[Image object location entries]
☆ ☆ ☆ ☆
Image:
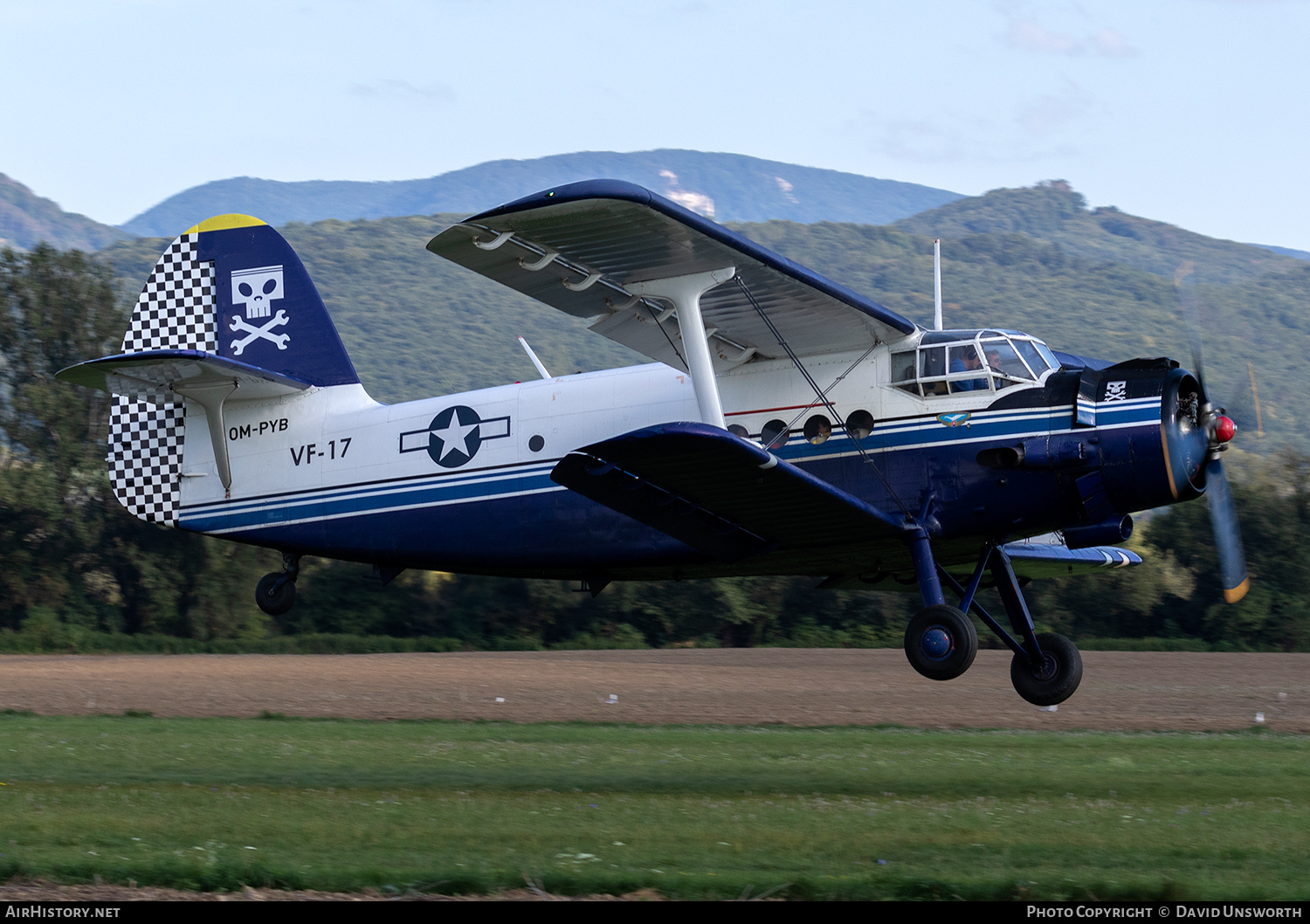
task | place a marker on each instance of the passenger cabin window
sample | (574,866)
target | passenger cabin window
(961,362)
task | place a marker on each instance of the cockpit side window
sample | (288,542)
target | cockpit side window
(954,362)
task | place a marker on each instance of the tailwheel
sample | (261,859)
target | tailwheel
(275,593)
(1052,682)
(941,643)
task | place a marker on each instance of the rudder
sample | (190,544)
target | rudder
(230,286)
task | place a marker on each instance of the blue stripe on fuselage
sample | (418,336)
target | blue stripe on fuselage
(447,520)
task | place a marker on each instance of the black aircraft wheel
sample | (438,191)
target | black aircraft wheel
(1056,679)
(941,643)
(272,599)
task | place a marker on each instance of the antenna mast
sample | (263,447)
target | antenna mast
(937,283)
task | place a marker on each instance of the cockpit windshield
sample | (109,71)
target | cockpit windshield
(953,362)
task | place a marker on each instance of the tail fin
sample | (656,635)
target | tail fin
(230,286)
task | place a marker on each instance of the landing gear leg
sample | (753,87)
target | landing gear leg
(275,593)
(1045,669)
(941,643)
(1050,667)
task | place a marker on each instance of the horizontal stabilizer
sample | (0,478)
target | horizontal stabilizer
(718,493)
(578,246)
(155,372)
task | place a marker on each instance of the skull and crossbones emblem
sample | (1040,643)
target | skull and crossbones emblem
(254,333)
(257,288)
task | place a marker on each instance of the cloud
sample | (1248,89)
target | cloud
(1111,44)
(403,89)
(1052,113)
(1031,135)
(1031,36)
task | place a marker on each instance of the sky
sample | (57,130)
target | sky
(1189,112)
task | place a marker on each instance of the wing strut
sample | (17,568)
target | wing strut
(827,403)
(686,293)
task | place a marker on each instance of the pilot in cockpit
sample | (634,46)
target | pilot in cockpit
(966,361)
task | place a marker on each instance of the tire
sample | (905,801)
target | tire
(278,601)
(1058,678)
(941,643)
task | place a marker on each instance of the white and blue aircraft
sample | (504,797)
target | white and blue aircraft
(786,426)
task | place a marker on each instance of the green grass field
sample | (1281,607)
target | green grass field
(689,810)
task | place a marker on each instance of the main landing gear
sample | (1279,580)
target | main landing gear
(941,641)
(275,593)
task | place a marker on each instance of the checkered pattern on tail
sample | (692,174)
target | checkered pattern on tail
(173,312)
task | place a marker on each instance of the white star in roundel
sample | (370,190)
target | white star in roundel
(456,438)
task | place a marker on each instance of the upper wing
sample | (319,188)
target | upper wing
(576,248)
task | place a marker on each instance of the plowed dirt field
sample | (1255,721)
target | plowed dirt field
(1131,691)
☆ ☆ ☆ ☆
WHAT YOU HAVE TO DO ▸
Recast every line of the material above as a numbered list, omitting any blank lines. Leave the pictures out of your answer.

EXPECTED ANSWER ▸
1. Image:
2. task | place a marker on each instance of the passenger cabin window
3. sample | (574,866)
4. target | passenger cabin window
5. (961,362)
6. task | place a marker on each instance of the cockpit side window
7. sample | (288,542)
8. target | cockpit side window
9. (954,362)
10. task | place a marker on each instance of the tailwheel
11. sample | (261,859)
12. target | tailwheel
13. (275,593)
14. (1052,682)
15. (941,643)
16. task | place a marker on each instance of the rudder
17. sample | (190,544)
18. target | rudder
19. (230,286)
20. task | place a marker on each instance of the blue stripe on fuselage
21. sample | (418,336)
22. target | blue stripe on fuselage
23. (447,520)
24. task | place a marker on each instance of the black aircraft wheel
25. sample | (438,191)
26. target | black aircraft wheel
27. (1056,679)
28. (941,643)
29. (272,599)
30. task | place a marker on each instance of the antenna mast
31. sample | (263,447)
32. target | antenna mast
33. (937,283)
34. task | place a marker on each instance of the cockpit windshield
35. sample | (109,71)
36. target | cockpit windshield
37. (953,362)
38. task | place a marker on each instance of the tail fin
39. sample | (656,635)
40. target | tail fin
41. (230,286)
42. task | place a marker on each instance of the landing gear leg
43. sample | (753,87)
44. target | landing gear leg
45. (275,593)
46. (1045,669)
47. (941,643)
48. (1050,667)
49. task | place a marker on each instance of the horizontal stabilizer
50. sample | (0,478)
51. target | horizontal stabilizer
52. (718,493)
53. (578,246)
54. (155,372)
55. task | place a marker on each instance of the skull and crossbones emblem
56. sample | (1040,643)
57. target | skull and crossbones emblem
58. (254,333)
59. (257,288)
60. task | place a marker on each instance of the cloud
61. sample | (1248,89)
62. target | cloud
63. (1111,44)
64. (403,89)
65. (1052,113)
66. (1031,135)
67. (1031,36)
68. task | place a marker on each instance of the sky
69. sample | (57,130)
70. target | sky
71. (1189,112)
72. task | place a marker on each instance of the wing strut
73. sample | (17,568)
74. target | wing strut
75. (827,403)
76. (686,293)
77. task | place a marker on each instance of the pilot in cockpit
78. sample | (634,46)
79. target | pilot in cockpit
80. (966,361)
81. task | place a marker on each instance of the tire
82. sample | (905,801)
83. target | tire
84. (278,601)
85. (1058,678)
86. (941,643)
87. task | place a marker on each instance of the white and blue aircraft
88. sample | (504,797)
89. target | white and blue aircraft
90. (786,426)
91. task | place a marker on each instance of the green grass field
92. sample | (1281,607)
93. target | green grass field
94. (689,810)
95. task | place a marker on each instance of the main landing gear
96. sample | (1279,580)
97. target | main landing gear
98. (941,641)
99. (275,593)
100. task | place a marker on each instance of the checkered pattern on tail
101. sample | (692,174)
102. target | checkered pattern on tail
103. (173,312)
104. task | place a marker on each instance of the white star in roundel
105. sample | (370,190)
106. target | white star in roundel
107. (456,438)
108. task | place a marker on each instance of the upper wing
109. sample | (319,188)
110. target | upper wing
111. (576,248)
112. task | place a marker on each instance of the plowed dirt field
113. sample | (1255,721)
114. target | plowed dirt field
115. (1131,691)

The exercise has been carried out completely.